-- Record set follows --
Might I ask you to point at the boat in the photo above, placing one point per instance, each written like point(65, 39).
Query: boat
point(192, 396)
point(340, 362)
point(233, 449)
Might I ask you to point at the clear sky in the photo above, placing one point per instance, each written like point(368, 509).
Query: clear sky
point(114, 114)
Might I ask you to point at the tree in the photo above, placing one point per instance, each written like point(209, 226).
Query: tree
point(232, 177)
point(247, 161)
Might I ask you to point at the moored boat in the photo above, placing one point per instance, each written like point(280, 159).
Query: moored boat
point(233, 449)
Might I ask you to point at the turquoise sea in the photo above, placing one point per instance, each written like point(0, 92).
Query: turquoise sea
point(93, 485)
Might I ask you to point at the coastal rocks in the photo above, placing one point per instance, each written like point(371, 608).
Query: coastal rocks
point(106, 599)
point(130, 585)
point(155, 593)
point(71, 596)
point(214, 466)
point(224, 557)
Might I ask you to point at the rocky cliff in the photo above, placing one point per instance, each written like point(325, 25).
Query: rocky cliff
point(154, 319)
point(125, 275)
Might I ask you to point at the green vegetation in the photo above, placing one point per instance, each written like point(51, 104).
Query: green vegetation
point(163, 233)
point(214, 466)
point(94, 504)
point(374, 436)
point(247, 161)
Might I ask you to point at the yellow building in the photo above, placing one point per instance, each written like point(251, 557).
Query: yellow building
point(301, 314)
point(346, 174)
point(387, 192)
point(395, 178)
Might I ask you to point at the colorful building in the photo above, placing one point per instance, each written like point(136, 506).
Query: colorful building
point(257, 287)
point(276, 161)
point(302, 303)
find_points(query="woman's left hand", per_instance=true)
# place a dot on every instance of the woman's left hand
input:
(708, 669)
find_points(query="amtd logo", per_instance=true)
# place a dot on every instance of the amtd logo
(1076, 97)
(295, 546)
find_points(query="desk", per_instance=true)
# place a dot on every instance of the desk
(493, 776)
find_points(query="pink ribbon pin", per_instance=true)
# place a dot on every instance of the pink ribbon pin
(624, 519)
-- Record set concluded --
▶ _Task requirements_: Each line of the entries that contains the word "left" should be listed.

▶ _Reply_:
find_points(query="woman's left hand", per_instance=true)
# place a dot on every instance of the woman's left hand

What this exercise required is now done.